__Problem to solve__
Line count for the string "side": state how many lines in the records below hold it, giving only the number.

** Opening Information given block **

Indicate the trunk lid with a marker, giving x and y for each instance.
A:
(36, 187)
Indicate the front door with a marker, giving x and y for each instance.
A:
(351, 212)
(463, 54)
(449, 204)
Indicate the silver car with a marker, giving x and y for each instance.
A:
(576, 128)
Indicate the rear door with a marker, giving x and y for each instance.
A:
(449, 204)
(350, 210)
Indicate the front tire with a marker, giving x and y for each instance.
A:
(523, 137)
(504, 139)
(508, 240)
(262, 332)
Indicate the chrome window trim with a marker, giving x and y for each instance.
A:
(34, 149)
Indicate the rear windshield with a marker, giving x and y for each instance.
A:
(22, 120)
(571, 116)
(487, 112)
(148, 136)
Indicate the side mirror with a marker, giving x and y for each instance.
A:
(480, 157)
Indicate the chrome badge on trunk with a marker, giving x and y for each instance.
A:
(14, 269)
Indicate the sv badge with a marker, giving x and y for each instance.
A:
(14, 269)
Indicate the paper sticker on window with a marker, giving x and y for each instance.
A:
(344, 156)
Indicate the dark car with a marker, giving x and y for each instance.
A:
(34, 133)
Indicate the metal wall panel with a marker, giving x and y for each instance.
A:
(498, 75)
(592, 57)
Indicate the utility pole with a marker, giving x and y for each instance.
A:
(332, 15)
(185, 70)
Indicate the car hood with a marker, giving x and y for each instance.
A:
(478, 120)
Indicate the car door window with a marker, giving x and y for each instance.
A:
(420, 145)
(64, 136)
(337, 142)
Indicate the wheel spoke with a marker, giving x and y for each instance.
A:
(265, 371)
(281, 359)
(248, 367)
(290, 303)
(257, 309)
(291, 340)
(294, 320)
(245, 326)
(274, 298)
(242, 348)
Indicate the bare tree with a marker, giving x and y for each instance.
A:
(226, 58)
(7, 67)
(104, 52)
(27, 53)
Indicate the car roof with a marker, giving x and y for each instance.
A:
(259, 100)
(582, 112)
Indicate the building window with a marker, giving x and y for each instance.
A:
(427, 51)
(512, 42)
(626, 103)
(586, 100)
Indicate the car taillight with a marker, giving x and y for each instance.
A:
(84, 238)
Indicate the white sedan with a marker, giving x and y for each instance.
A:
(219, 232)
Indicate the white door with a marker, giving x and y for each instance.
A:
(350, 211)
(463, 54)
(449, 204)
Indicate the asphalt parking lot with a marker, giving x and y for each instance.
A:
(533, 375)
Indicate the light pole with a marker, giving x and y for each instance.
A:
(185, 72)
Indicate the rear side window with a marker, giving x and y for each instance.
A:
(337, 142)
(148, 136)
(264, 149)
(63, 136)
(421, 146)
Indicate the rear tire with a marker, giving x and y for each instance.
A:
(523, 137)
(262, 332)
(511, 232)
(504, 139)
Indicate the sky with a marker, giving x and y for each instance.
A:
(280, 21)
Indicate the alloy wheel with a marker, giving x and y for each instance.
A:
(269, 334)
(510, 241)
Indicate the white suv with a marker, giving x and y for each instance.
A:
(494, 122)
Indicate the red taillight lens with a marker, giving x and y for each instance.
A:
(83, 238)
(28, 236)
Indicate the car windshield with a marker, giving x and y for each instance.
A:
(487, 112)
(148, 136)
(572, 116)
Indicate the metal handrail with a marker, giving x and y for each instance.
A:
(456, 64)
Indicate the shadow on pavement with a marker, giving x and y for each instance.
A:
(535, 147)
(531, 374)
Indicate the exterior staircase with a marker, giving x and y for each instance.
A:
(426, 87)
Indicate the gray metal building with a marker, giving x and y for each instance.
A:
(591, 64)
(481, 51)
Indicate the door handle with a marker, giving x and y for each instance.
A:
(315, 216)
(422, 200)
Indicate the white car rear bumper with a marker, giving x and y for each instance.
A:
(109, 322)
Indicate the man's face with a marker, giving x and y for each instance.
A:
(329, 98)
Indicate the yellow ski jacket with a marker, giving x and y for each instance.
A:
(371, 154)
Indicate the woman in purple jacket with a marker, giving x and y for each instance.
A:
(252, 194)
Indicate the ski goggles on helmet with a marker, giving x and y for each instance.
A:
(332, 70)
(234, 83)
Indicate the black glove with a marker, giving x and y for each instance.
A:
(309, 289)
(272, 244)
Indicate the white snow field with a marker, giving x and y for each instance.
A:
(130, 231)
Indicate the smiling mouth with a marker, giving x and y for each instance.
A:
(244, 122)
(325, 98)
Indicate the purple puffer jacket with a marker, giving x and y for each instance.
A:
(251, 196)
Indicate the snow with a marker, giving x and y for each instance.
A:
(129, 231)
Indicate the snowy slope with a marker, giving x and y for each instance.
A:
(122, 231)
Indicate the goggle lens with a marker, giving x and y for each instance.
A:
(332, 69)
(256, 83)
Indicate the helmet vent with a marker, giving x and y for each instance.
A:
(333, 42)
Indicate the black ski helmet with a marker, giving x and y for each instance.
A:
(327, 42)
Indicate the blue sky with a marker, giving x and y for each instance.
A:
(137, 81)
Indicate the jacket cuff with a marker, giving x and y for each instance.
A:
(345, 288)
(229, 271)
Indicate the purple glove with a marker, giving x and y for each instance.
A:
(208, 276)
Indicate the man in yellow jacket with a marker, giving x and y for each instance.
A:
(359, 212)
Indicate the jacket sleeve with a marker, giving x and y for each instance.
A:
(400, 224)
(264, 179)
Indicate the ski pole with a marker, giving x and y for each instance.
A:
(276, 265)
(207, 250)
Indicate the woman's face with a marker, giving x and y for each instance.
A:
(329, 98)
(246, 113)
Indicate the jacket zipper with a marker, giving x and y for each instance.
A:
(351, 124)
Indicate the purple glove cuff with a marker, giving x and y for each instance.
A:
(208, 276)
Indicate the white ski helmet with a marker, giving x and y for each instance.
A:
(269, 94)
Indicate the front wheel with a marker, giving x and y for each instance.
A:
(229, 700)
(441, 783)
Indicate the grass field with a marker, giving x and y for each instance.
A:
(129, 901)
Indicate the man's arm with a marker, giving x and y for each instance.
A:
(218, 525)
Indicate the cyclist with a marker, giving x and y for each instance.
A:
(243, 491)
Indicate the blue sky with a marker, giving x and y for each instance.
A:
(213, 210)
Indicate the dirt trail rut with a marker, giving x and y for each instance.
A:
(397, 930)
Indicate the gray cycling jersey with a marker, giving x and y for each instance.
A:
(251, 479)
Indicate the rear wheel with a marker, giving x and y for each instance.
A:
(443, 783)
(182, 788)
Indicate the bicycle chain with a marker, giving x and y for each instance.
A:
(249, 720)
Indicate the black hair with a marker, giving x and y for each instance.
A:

** Closing Information given block **

__Your response__
2